Raw records |
———
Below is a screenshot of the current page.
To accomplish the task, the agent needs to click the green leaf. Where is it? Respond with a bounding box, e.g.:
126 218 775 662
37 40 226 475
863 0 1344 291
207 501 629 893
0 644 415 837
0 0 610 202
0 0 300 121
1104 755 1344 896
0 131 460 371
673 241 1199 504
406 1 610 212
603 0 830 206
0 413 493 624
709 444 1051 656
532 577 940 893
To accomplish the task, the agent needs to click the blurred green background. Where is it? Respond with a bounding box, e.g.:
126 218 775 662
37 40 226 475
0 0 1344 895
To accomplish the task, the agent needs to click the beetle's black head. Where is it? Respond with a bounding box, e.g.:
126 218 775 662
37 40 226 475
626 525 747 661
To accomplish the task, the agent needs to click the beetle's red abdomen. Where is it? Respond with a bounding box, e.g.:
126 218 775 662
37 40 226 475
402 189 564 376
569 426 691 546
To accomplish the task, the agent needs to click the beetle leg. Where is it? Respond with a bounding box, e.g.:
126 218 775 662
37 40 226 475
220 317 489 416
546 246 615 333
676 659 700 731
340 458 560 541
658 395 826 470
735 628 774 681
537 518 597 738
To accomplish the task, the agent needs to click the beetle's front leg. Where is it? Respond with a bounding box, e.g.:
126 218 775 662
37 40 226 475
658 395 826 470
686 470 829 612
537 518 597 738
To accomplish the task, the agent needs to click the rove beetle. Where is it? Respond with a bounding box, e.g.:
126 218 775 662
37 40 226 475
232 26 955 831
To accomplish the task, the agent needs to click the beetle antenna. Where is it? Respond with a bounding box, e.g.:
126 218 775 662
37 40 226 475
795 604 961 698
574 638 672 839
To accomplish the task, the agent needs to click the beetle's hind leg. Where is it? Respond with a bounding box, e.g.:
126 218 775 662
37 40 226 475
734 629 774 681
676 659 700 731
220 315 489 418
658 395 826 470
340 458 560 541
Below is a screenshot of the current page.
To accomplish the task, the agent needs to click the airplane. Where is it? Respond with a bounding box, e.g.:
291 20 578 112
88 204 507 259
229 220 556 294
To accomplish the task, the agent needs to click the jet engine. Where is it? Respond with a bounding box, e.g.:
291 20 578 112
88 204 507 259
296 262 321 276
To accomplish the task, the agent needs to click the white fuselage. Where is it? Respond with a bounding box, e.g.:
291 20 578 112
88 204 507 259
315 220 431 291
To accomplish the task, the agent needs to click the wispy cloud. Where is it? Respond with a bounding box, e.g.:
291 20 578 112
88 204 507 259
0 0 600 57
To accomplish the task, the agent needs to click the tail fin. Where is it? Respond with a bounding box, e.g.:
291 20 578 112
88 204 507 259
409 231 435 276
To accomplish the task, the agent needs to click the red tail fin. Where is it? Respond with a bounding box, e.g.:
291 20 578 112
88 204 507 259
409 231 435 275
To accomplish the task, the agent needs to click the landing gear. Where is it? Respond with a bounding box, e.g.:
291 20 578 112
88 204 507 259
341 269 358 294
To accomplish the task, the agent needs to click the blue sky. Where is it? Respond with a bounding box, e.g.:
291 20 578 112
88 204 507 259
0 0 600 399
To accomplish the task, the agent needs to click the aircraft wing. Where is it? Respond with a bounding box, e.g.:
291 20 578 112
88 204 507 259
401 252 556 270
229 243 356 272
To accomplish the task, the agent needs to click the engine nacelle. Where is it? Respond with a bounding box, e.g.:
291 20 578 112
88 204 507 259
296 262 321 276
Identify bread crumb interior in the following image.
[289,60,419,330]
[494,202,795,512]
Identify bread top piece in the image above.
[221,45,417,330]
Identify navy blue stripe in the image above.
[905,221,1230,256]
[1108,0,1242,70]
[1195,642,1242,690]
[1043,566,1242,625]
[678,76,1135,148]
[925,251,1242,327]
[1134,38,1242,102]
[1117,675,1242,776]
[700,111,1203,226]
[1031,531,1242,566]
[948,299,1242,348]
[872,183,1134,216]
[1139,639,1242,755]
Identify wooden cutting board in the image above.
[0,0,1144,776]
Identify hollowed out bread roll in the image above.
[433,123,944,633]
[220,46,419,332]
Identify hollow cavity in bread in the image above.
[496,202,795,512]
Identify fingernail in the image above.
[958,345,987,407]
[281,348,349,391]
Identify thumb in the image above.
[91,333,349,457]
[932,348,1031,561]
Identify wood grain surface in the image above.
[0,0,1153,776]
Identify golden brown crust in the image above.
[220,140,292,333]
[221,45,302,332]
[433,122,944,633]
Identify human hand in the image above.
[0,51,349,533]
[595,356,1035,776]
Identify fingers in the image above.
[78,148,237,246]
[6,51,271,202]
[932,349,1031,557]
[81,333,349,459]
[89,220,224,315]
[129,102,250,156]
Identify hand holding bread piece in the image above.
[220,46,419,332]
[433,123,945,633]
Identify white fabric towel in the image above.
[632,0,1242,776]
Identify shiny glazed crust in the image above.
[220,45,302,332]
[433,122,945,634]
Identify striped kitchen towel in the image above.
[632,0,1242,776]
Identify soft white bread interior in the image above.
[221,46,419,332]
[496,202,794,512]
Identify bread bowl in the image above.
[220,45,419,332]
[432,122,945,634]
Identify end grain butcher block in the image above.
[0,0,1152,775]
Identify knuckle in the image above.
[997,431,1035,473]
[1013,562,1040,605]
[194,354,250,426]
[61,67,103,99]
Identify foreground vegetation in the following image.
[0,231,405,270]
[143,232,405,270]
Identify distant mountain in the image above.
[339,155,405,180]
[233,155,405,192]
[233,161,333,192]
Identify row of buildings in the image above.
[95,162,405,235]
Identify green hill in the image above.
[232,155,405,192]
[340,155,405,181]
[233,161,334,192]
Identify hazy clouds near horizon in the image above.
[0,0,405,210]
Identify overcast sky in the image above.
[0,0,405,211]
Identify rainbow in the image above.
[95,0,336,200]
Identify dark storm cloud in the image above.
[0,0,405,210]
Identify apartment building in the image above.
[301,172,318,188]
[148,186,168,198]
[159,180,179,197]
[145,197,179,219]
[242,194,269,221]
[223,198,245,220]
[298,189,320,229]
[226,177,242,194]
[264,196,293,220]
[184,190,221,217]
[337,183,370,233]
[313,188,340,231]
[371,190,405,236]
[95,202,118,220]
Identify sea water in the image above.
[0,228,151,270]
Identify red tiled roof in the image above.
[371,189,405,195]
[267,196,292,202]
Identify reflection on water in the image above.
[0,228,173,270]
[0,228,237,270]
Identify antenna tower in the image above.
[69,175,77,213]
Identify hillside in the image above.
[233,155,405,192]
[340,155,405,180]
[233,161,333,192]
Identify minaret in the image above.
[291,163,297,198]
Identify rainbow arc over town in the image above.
———
Given request |
Output all the rows above as a Markdown table with two columns, No. for a running number and Line for the row itself, leaving out any blank lines.

Complete answer |
| No. | Line |
|---|---|
| 1 | Below is a screenshot of the current page. |
| 2 | To accomplish the task, the agent needs to click the green leaf. Where is it? Respond with a bounding box, e.g.: |
| 3 | 126 218 775 662 |
| 4 | 37 40 226 475 |
| 5 | 863 0 1344 291 |
| 6 | 207 501 629 893 |
| 7 | 0 644 415 837 |
| 8 | 0 0 610 202 |
| 9 | 0 0 300 121 |
| 10 | 1104 755 1344 896 |
| 11 | 0 131 460 371 |
| 12 | 673 241 1199 504 |
| 13 | 406 1 610 212 |
| 14 | 603 0 830 206 |
| 15 | 0 413 493 624 |
| 16 | 709 444 1051 656 |
| 17 | 532 577 940 893 |
| 18 | To accomplish the task, the agent needs to click the blurred green background. Where is it? Respond with a bounding box, e.g.: |
| 19 | 126 218 775 662 |
| 20 | 37 40 226 475 |
| 21 | 0 0 1344 895 |
| 22 | To accomplish the task, the agent needs to click the beetle's black head. Where is it? Respond with a bounding box, e.g.: |
| 23 | 126 218 775 662 |
| 24 | 37 40 226 475 |
| 25 | 626 525 747 661 |
| 26 | To accomplish the task, the agent needs to click the beetle's red abdomen. Where is it? Respond with a bounding box, e.g.: |
| 27 | 126 218 775 662 |
| 28 | 37 40 226 475 |
| 29 | 402 189 564 376 |
| 30 | 569 426 691 546 |
| 31 | To accomplish the task, the agent needs to click the beetle leg. Where is it? Respond with a bounding box, e.g.: |
| 32 | 126 218 775 662 |
| 33 | 37 40 226 475 |
| 34 | 220 317 489 416 |
| 35 | 546 246 615 333 |
| 36 | 676 659 700 731 |
| 37 | 340 458 560 541 |
| 38 | 658 395 826 470 |
| 39 | 735 628 774 681 |
| 40 | 537 518 597 738 |
| 41 | To accomplish the task, the agent needs to click the beetle's front leg. Where is it? Respond with a bounding box, e.g.: |
| 42 | 126 218 775 662 |
| 43 | 37 40 226 475 |
| 44 | 658 395 826 470 |
| 45 | 686 470 829 612 |
| 46 | 537 518 597 738 |
| 47 | To accomplish the task, the agent needs to click the rove beetle. Where is it? Respond with a bounding box, e.g.: |
| 48 | 126 218 775 662 |
| 49 | 37 40 226 475 |
| 50 | 232 26 955 831 |
| 51 | To accomplish the task, the agent needs to click the beetle antenna. Where is it? Respond with a bounding box, e.g.: |
| 52 | 126 218 775 662 |
| 53 | 37 40 226 475 |
| 54 | 795 604 961 698 |
| 55 | 574 638 672 839 |
| 56 | To accomplish the task, the agent needs to click the beetle's hind leg. Where is it? Respond with a bounding box, e.g.: |
| 57 | 126 218 775 662 |
| 58 | 37 40 226 475 |
| 59 | 734 629 774 681 |
| 60 | 676 659 700 731 |
| 61 | 220 315 489 418 |
| 62 | 658 395 826 470 |
| 63 | 340 458 560 541 |
| 64 | Below is a screenshot of the current page. |
| 65 | To accomplish the task, the agent needs to click the airplane. Where is it? Respond with a bounding box, e.g.: |
| 66 | 291 20 578 112 |
| 67 | 88 204 507 259 |
| 68 | 229 220 556 294 |
| 69 | To accomplish the task, the agent needs to click the jet engine. Where is it? Respond with a bounding box, e.g.: |
| 70 | 291 20 578 112 |
| 71 | 88 204 507 259 |
| 72 | 296 262 321 276 |
| 73 | To accomplish the task, the agent needs to click the white fuselage. Where is it? Respond with a bounding box, e.g.: |
| 74 | 291 20 578 112 |
| 75 | 88 204 507 259 |
| 76 | 315 220 431 291 |
| 77 | To accomplish the task, the agent needs to click the wispy cloud. Where is it? Respond with a bounding box, e.g.: |
| 78 | 291 20 578 112 |
| 79 | 88 204 507 259 |
| 80 | 0 0 600 57 |
| 81 | To accomplish the task, the agent needs to click the tail fin. Where is it? Respond with a bounding box, e.g.: |
| 82 | 291 20 578 112 |
| 83 | 88 204 507 259 |
| 84 | 409 231 435 276 |
| 85 | To accomplish the task, the agent needs to click the red tail fin. Where is it? Respond with a bounding box, e.g.: |
| 86 | 291 20 578 112 |
| 87 | 88 204 507 259 |
| 88 | 409 231 435 275 |
| 89 | To accomplish the task, the agent needs to click the landing gear. Where is it? Respond with a bounding box, e.g.: |
| 90 | 291 20 578 112 |
| 91 | 88 204 507 259 |
| 92 | 341 269 358 294 |
| 93 | To accomplish the task, the agent needs to click the blue sky. Where is it? Respond with a bounding box, e.g.: |
| 94 | 291 20 578 112 |
| 95 | 88 204 507 259 |
| 96 | 0 0 600 399 |
| 97 | To accomplish the task, the agent needs to click the aircraft wing. Where is it? Respond with a bounding box, e.g.: |
| 98 | 291 20 578 112 |
| 99 | 88 204 507 259 |
| 100 | 401 252 556 270 |
| 101 | 229 243 356 272 |
| 102 | To accomplish the task, the agent needs to click the engine nacelle. Where is it? Respond with a bounding box, e.g.: |
| 103 | 291 20 578 112 |
| 104 | 88 204 507 259 |
| 105 | 296 262 321 276 |
| 106 | Identify bread crumb interior in the following image. |
| 107 | [289,60,419,330] |
| 108 | [494,202,795,512] |
| 109 | Identify bread top piece in the image above. |
| 110 | [221,45,417,330] |
| 111 | Identify navy blue stripe in the image above. |
| 112 | [905,221,1230,256] |
| 113 | [1108,0,1242,70] |
| 114 | [1195,642,1242,690] |
| 115 | [1043,566,1242,625] |
| 116 | [678,76,1135,148] |
| 117 | [925,251,1242,327] |
| 118 | [1134,38,1242,102] |
| 119 | [1117,675,1242,776] |
| 120 | [700,111,1203,226] |
| 121 | [1031,531,1242,566] |
| 122 | [948,299,1242,348] |
| 123 | [872,183,1134,216] |
| 124 | [1139,639,1242,755] |
| 125 | Identify wooden cutting board in the image above. |
| 126 | [0,0,1144,776] |
| 127 | Identify hollowed out bread roll in the image above. |
| 128 | [433,123,944,633] |
| 129 | [220,46,419,332] |
| 130 | Identify hollow cavity in bread in the image above. |
| 131 | [496,202,795,512] |
| 132 | Identify fingernail in the image above. |
| 133 | [958,345,987,407] |
| 134 | [281,348,349,391] |
| 135 | Identify thumb in the image above. |
| 136 | [91,333,349,457] |
| 137 | [932,348,1031,561] |
| 138 | Identify wood grain surface in the image above. |
| 139 | [0,0,1153,776] |
| 140 | Identify golden brown crust in the image above. |
| 141 | [220,140,292,333] |
| 142 | [221,45,302,332] |
| 143 | [433,122,944,633] |
| 144 | Identify human hand in the image above. |
| 145 | [0,51,349,533] |
| 146 | [595,356,1035,776] |
| 147 | Identify fingers in the image above. |
| 148 | [78,148,237,246] |
| 149 | [6,51,271,202] |
| 150 | [932,349,1031,557] |
| 151 | [81,333,349,459] |
| 152 | [89,220,224,315] |
| 153 | [129,102,250,156] |
| 154 | Identify hand holding bread piece in the image above. |
| 155 | [220,46,419,332] |
| 156 | [433,123,945,633] |
| 157 | Identify white fabric towel in the image above. |
| 158 | [632,0,1242,776] |
| 159 | Identify shiny glazed crust in the image above. |
| 160 | [220,45,302,332] |
| 161 | [433,122,945,634] |
| 162 | Identify striped kitchen towel in the image above. |
| 163 | [632,0,1242,776] |
| 164 | Identify soft white bread interior in the image above. |
| 165 | [221,46,419,332] |
| 166 | [496,202,794,512] |
| 167 | Identify bread bowl in the image above. |
| 168 | [220,45,419,332] |
| 169 | [432,122,945,634] |
| 170 | Identify end grain butcher block in the image above. |
| 171 | [0,0,1152,775] |
| 172 | Identify knuckle in the image above. |
| 173 | [997,431,1035,473] |
| 174 | [1013,562,1040,605] |
| 175 | [194,354,250,426] |
| 176 | [61,67,103,99] |
| 177 | Identify foreground vegetation in the following image. |
| 178 | [0,231,405,270] |
| 179 | [143,232,405,270] |
| 180 | Identify distant mountain in the image above. |
| 181 | [339,155,405,180] |
| 182 | [233,155,405,192] |
| 183 | [233,161,333,192] |
| 184 | Identify row of buildings in the image above. |
| 185 | [95,162,405,235] |
| 186 | Identify green hill in the image above. |
| 187 | [232,155,405,192] |
| 188 | [340,155,405,181] |
| 189 | [233,161,334,192] |
| 190 | Identify hazy clouds near horizon in the image above. |
| 191 | [0,0,405,210] |
| 192 | Identify overcast sky in the image above. |
| 193 | [0,0,405,211] |
| 194 | Identify rainbow in the image above. |
| 195 | [95,0,336,200] |
| 196 | Identify dark storm cloud in the image above. |
| 197 | [0,0,405,210] |
| 198 | Identify apartment building in the image above. |
| 199 | [301,172,318,188] |
| 200 | [148,186,168,198] |
| 201 | [159,180,179,197] |
| 202 | [145,197,179,219] |
| 203 | [242,194,269,221] |
| 204 | [223,198,245,220] |
| 205 | [298,189,320,229] |
| 206 | [226,177,242,194] |
| 207 | [264,196,293,220] |
| 208 | [184,190,221,217] |
| 209 | [337,183,370,233] |
| 210 | [313,188,340,231] |
| 211 | [371,190,405,236] |
| 212 | [95,202,118,220] |
| 213 | Identify sea water in the image above. |
| 214 | [0,228,151,270] |
| 215 | Identify red tiled roof in the image above. |
| 216 | [371,189,405,195] |
| 217 | [267,196,292,202] |
| 218 | Identify reflection on water in the image above. |
| 219 | [0,228,173,270] |
| 220 | [0,228,237,270] |
| 221 | Identify antenna tower in the image above. |
| 222 | [69,175,77,213] |
| 223 | Identify hillside in the image above. |
| 224 | [233,155,405,192] |
| 225 | [340,155,405,180] |
| 226 | [233,161,333,192] |
| 227 | Identify minaret in the image above. |
| 228 | [291,163,297,198] |
| 229 | Identify rainbow arc over town in the image above. |